Show each line below that contains the string "branch".

▬▬▬▬▬▬▬▬▬▬

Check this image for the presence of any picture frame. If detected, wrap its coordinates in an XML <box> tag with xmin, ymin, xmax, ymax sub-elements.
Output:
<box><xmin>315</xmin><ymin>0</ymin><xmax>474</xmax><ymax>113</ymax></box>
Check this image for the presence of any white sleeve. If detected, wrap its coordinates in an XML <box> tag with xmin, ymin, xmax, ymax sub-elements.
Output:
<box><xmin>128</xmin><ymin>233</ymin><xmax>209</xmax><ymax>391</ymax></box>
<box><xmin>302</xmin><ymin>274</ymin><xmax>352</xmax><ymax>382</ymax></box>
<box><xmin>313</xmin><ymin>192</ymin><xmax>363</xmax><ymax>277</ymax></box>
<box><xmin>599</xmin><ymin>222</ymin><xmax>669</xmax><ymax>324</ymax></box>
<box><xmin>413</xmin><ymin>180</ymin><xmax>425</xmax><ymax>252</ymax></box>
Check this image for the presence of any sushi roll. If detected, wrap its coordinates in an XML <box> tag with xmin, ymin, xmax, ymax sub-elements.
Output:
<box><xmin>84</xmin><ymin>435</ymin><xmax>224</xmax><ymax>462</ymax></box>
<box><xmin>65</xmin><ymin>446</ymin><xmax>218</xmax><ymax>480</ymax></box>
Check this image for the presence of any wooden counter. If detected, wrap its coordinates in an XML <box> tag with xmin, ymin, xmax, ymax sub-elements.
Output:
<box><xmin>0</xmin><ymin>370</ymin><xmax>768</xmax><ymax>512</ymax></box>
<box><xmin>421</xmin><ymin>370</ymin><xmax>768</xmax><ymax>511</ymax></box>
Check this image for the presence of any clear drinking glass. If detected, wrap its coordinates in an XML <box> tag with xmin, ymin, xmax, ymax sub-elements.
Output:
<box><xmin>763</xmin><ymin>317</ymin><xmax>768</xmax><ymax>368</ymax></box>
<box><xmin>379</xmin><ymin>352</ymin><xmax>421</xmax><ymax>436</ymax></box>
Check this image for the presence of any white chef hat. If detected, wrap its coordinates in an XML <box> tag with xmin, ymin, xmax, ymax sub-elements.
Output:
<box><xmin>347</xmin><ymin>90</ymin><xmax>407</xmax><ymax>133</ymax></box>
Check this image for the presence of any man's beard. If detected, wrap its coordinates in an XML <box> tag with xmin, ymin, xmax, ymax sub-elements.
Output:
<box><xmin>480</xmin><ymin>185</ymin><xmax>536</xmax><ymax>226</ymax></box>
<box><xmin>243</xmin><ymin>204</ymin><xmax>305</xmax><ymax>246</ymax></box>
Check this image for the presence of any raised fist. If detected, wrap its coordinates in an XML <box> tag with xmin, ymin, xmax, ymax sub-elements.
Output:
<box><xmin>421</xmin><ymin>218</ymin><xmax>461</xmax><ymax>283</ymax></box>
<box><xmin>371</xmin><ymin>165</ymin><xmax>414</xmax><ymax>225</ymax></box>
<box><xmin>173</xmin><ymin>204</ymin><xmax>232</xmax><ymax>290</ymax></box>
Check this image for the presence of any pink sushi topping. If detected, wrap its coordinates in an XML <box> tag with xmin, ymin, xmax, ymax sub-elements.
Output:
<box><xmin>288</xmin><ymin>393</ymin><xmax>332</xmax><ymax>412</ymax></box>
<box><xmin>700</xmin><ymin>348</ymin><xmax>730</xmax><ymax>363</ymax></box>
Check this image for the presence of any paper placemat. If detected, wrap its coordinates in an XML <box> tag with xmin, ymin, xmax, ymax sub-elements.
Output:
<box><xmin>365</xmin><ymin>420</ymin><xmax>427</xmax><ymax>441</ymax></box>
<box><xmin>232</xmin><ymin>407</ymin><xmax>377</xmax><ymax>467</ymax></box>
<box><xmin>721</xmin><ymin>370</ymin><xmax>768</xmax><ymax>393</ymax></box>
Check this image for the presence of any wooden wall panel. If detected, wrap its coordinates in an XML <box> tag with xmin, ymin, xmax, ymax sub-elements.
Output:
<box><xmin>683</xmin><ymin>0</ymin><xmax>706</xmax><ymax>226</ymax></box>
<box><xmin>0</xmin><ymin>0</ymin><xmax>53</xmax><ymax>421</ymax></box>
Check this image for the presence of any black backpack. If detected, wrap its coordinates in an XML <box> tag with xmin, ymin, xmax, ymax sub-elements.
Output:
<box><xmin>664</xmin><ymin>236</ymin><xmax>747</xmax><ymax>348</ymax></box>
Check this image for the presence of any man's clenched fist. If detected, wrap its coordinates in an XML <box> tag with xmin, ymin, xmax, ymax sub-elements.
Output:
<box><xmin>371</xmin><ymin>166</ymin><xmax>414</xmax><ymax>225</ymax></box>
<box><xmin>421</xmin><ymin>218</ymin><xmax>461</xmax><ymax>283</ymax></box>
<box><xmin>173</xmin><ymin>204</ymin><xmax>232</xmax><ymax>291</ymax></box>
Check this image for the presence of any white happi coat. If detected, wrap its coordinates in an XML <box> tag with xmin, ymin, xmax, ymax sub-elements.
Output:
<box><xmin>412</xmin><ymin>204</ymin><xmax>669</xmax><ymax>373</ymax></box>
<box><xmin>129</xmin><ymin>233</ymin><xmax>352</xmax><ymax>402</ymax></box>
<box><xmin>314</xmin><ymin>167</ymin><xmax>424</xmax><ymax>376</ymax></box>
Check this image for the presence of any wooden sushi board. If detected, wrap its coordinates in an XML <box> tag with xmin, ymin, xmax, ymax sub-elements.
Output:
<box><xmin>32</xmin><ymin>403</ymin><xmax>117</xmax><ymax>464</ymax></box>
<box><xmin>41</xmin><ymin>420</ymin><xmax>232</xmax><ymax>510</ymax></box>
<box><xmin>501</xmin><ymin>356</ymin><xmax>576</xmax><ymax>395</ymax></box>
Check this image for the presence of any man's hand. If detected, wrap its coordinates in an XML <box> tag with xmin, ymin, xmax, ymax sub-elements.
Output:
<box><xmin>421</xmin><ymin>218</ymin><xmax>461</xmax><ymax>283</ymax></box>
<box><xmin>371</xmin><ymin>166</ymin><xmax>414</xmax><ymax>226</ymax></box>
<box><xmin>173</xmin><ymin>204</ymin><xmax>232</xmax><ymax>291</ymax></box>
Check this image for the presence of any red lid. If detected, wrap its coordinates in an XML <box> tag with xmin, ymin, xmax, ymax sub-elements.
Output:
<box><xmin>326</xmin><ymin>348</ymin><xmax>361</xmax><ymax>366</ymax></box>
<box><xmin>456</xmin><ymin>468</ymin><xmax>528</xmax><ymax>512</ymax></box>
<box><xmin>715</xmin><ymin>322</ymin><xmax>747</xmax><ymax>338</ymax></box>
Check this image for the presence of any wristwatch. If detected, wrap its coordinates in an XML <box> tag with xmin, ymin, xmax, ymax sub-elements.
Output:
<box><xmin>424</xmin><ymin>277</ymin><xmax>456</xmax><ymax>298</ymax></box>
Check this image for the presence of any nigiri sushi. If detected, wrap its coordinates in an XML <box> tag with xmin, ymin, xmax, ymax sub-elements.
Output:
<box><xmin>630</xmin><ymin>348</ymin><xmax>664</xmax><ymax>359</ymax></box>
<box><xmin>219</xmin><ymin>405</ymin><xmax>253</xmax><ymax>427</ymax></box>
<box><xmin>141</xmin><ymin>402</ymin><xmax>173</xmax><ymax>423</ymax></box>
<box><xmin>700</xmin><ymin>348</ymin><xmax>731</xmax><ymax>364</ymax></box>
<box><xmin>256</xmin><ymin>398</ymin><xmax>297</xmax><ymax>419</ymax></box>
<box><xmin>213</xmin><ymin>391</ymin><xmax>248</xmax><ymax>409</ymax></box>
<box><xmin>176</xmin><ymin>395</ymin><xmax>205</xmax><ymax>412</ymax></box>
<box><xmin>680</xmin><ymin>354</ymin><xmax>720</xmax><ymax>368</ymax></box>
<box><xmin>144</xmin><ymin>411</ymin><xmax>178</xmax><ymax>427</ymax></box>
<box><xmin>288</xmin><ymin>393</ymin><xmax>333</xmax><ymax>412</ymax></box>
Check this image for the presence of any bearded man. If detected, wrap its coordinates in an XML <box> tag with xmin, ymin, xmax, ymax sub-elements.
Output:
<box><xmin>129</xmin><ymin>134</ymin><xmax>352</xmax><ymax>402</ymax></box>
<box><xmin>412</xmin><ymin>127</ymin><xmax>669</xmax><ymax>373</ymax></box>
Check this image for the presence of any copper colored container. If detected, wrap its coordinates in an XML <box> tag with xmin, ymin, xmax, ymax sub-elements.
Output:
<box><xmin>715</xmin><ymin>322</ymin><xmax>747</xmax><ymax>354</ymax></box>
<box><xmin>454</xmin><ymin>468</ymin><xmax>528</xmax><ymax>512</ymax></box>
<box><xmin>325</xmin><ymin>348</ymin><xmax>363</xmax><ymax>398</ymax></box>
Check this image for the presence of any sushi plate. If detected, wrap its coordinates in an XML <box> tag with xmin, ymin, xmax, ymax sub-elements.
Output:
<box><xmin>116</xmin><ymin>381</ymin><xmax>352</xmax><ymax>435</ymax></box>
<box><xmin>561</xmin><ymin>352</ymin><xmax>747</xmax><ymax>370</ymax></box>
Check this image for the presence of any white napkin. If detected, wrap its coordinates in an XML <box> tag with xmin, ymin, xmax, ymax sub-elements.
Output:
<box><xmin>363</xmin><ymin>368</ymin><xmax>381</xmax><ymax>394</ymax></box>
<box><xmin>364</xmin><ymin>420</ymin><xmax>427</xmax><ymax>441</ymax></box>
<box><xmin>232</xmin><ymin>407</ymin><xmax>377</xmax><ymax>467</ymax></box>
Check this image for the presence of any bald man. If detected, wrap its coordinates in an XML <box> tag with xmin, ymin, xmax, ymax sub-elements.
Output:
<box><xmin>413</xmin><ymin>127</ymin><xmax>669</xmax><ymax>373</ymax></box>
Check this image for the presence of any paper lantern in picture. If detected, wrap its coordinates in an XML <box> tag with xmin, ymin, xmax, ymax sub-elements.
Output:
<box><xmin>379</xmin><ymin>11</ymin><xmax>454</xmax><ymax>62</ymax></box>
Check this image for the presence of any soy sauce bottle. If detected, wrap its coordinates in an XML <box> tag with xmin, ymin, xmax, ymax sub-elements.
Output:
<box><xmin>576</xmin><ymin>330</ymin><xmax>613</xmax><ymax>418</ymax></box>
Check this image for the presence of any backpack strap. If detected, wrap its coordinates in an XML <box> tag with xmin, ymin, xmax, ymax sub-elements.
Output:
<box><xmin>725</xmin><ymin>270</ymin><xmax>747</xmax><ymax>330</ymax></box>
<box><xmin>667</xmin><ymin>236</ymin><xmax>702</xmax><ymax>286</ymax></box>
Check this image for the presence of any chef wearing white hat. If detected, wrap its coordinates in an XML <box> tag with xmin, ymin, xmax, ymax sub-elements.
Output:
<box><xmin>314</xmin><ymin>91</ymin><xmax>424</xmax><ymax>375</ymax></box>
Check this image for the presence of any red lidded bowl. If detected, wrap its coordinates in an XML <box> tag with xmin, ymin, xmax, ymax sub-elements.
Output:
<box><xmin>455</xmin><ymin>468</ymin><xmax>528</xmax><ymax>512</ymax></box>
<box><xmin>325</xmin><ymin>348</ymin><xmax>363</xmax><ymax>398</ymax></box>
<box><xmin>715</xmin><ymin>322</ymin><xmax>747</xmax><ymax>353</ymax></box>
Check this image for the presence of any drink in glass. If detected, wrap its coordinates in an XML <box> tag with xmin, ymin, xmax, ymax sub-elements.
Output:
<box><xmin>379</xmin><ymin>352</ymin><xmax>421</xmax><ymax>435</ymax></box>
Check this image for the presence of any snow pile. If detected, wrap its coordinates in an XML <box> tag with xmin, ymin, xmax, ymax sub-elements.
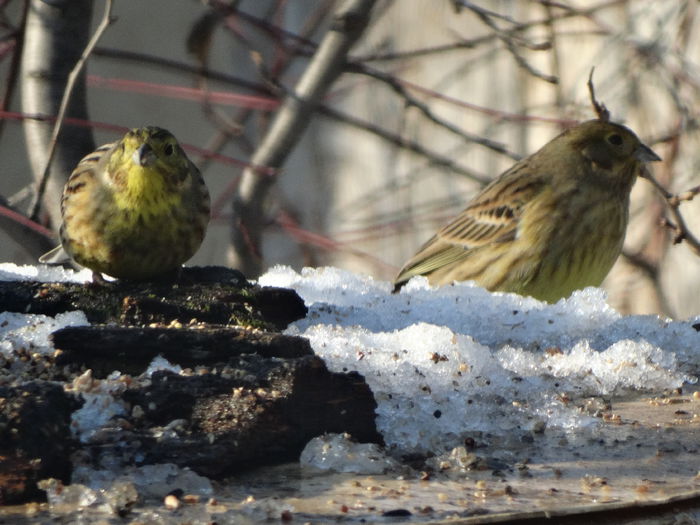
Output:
<box><xmin>259</xmin><ymin>267</ymin><xmax>700</xmax><ymax>452</ymax></box>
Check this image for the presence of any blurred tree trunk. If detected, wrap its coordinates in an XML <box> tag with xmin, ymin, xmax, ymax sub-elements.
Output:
<box><xmin>21</xmin><ymin>0</ymin><xmax>95</xmax><ymax>229</ymax></box>
<box><xmin>229</xmin><ymin>0</ymin><xmax>376</xmax><ymax>279</ymax></box>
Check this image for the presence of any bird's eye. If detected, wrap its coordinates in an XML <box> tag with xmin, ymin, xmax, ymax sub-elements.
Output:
<box><xmin>608</xmin><ymin>133</ymin><xmax>622</xmax><ymax>146</ymax></box>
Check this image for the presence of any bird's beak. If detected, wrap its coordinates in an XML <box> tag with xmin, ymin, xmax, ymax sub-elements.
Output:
<box><xmin>634</xmin><ymin>144</ymin><xmax>661</xmax><ymax>162</ymax></box>
<box><xmin>131</xmin><ymin>144</ymin><xmax>157</xmax><ymax>166</ymax></box>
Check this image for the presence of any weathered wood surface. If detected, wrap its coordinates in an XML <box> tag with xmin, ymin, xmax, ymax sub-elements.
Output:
<box><xmin>0</xmin><ymin>267</ymin><xmax>381</xmax><ymax>503</ymax></box>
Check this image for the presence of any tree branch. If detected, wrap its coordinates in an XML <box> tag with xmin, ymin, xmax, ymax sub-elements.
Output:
<box><xmin>230</xmin><ymin>0</ymin><xmax>376</xmax><ymax>277</ymax></box>
<box><xmin>21</xmin><ymin>0</ymin><xmax>95</xmax><ymax>230</ymax></box>
<box><xmin>29</xmin><ymin>0</ymin><xmax>113</xmax><ymax>221</ymax></box>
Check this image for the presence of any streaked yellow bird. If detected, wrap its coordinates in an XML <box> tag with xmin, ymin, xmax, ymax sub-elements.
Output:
<box><xmin>39</xmin><ymin>127</ymin><xmax>209</xmax><ymax>281</ymax></box>
<box><xmin>395</xmin><ymin>120</ymin><xmax>661</xmax><ymax>302</ymax></box>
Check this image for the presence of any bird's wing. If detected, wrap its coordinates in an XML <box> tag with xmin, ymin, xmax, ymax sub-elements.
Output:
<box><xmin>395</xmin><ymin>162</ymin><xmax>544</xmax><ymax>284</ymax></box>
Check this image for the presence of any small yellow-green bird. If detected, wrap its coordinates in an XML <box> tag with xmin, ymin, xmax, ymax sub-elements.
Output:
<box><xmin>39</xmin><ymin>127</ymin><xmax>209</xmax><ymax>281</ymax></box>
<box><xmin>394</xmin><ymin>120</ymin><xmax>661</xmax><ymax>302</ymax></box>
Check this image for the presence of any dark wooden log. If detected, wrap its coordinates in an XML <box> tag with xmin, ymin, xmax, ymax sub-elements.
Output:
<box><xmin>0</xmin><ymin>381</ymin><xmax>80</xmax><ymax>505</ymax></box>
<box><xmin>120</xmin><ymin>354</ymin><xmax>381</xmax><ymax>478</ymax></box>
<box><xmin>51</xmin><ymin>325</ymin><xmax>313</xmax><ymax>378</ymax></box>
<box><xmin>0</xmin><ymin>267</ymin><xmax>307</xmax><ymax>329</ymax></box>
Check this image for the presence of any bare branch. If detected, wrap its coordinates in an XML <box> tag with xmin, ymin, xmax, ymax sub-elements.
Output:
<box><xmin>642</xmin><ymin>170</ymin><xmax>700</xmax><ymax>257</ymax></box>
<box><xmin>231</xmin><ymin>0</ymin><xmax>376</xmax><ymax>277</ymax></box>
<box><xmin>588</xmin><ymin>67</ymin><xmax>610</xmax><ymax>122</ymax></box>
<box><xmin>29</xmin><ymin>0</ymin><xmax>114</xmax><ymax>221</ymax></box>
<box><xmin>348</xmin><ymin>63</ymin><xmax>521</xmax><ymax>160</ymax></box>
<box><xmin>21</xmin><ymin>0</ymin><xmax>95</xmax><ymax>231</ymax></box>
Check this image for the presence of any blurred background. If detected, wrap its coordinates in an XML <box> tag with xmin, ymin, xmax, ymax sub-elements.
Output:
<box><xmin>0</xmin><ymin>0</ymin><xmax>700</xmax><ymax>318</ymax></box>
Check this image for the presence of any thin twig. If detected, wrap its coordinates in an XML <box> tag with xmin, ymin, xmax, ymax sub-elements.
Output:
<box><xmin>317</xmin><ymin>106</ymin><xmax>491</xmax><ymax>185</ymax></box>
<box><xmin>641</xmin><ymin>170</ymin><xmax>700</xmax><ymax>257</ymax></box>
<box><xmin>29</xmin><ymin>0</ymin><xmax>114</xmax><ymax>221</ymax></box>
<box><xmin>347</xmin><ymin>63</ymin><xmax>520</xmax><ymax>160</ymax></box>
<box><xmin>230</xmin><ymin>0</ymin><xmax>375</xmax><ymax>277</ymax></box>
<box><xmin>0</xmin><ymin>2</ymin><xmax>29</xmax><ymax>143</ymax></box>
<box><xmin>588</xmin><ymin>67</ymin><xmax>610</xmax><ymax>122</ymax></box>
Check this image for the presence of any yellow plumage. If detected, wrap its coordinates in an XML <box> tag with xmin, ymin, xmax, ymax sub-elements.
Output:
<box><xmin>40</xmin><ymin>127</ymin><xmax>209</xmax><ymax>280</ymax></box>
<box><xmin>395</xmin><ymin>120</ymin><xmax>659</xmax><ymax>302</ymax></box>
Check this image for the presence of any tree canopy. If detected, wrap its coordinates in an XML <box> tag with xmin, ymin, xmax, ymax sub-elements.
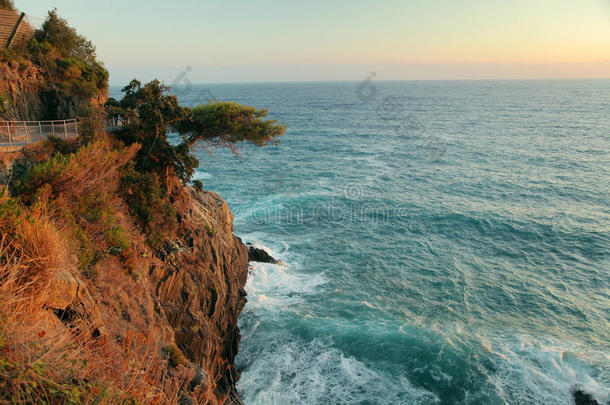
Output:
<box><xmin>106</xmin><ymin>79</ymin><xmax>285</xmax><ymax>182</ymax></box>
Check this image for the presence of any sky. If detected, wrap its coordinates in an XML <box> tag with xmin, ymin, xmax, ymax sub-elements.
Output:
<box><xmin>19</xmin><ymin>0</ymin><xmax>610</xmax><ymax>85</ymax></box>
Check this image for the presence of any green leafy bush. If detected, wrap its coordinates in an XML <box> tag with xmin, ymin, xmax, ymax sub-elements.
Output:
<box><xmin>120</xmin><ymin>164</ymin><xmax>177</xmax><ymax>250</ymax></box>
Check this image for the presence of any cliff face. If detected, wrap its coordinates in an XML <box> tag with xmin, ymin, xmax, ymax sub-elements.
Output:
<box><xmin>150</xmin><ymin>188</ymin><xmax>248</xmax><ymax>398</ymax></box>
<box><xmin>0</xmin><ymin>142</ymin><xmax>248</xmax><ymax>404</ymax></box>
<box><xmin>0</xmin><ymin>60</ymin><xmax>108</xmax><ymax>121</ymax></box>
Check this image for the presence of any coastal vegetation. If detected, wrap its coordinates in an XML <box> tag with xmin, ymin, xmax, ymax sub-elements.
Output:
<box><xmin>0</xmin><ymin>4</ymin><xmax>284</xmax><ymax>404</ymax></box>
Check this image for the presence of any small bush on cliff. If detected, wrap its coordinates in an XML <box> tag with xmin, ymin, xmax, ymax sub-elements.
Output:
<box><xmin>120</xmin><ymin>163</ymin><xmax>177</xmax><ymax>250</ymax></box>
<box><xmin>15</xmin><ymin>142</ymin><xmax>137</xmax><ymax>270</ymax></box>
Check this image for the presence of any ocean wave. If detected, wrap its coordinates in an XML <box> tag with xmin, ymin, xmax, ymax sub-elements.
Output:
<box><xmin>238</xmin><ymin>335</ymin><xmax>439</xmax><ymax>405</ymax></box>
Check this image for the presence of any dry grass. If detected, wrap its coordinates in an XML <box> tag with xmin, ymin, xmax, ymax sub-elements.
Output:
<box><xmin>0</xmin><ymin>138</ymin><xmax>216</xmax><ymax>404</ymax></box>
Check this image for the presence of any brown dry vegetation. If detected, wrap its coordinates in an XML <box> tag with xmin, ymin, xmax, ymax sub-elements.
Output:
<box><xmin>0</xmin><ymin>140</ymin><xmax>226</xmax><ymax>404</ymax></box>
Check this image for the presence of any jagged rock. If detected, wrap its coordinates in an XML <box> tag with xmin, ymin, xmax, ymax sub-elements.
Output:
<box><xmin>246</xmin><ymin>243</ymin><xmax>280</xmax><ymax>264</ymax></box>
<box><xmin>150</xmin><ymin>188</ymin><xmax>248</xmax><ymax>398</ymax></box>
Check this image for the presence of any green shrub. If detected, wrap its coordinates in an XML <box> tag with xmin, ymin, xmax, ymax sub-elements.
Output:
<box><xmin>120</xmin><ymin>164</ymin><xmax>177</xmax><ymax>251</ymax></box>
<box><xmin>193</xmin><ymin>180</ymin><xmax>203</xmax><ymax>193</ymax></box>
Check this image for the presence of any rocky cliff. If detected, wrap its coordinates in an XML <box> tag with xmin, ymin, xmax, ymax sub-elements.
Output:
<box><xmin>0</xmin><ymin>141</ymin><xmax>248</xmax><ymax>404</ymax></box>
<box><xmin>0</xmin><ymin>59</ymin><xmax>108</xmax><ymax>121</ymax></box>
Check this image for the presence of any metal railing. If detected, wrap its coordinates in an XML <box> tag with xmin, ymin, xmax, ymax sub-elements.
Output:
<box><xmin>0</xmin><ymin>119</ymin><xmax>78</xmax><ymax>147</ymax></box>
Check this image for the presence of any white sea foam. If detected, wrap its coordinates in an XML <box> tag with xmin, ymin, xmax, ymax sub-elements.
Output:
<box><xmin>480</xmin><ymin>336</ymin><xmax>610</xmax><ymax>405</ymax></box>
<box><xmin>238</xmin><ymin>337</ymin><xmax>439</xmax><ymax>405</ymax></box>
<box><xmin>239</xmin><ymin>235</ymin><xmax>325</xmax><ymax>312</ymax></box>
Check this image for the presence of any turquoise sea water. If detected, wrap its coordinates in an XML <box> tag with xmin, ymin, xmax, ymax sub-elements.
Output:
<box><xmin>120</xmin><ymin>79</ymin><xmax>610</xmax><ymax>404</ymax></box>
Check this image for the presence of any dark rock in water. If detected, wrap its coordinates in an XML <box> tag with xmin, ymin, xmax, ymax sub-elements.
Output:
<box><xmin>572</xmin><ymin>389</ymin><xmax>602</xmax><ymax>405</ymax></box>
<box><xmin>246</xmin><ymin>243</ymin><xmax>280</xmax><ymax>264</ymax></box>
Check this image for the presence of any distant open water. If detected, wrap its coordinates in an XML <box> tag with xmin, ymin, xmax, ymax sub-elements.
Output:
<box><xmin>114</xmin><ymin>79</ymin><xmax>610</xmax><ymax>405</ymax></box>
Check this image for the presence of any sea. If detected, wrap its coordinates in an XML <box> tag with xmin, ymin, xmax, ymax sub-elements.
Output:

▬▬▬▬▬▬▬▬▬▬

*COMPLETED TASK*:
Check this image for the presence of any tree branch. If detected, wrap its coordinates in an XML <box> tag with xmin, ymin, xmax, ymax sub-elements.
Check this image for the presence of any bare branch. If detected, wrap its coordinates in an XML <box> tag with xmin, ymin, xmax, ymax sub-elements.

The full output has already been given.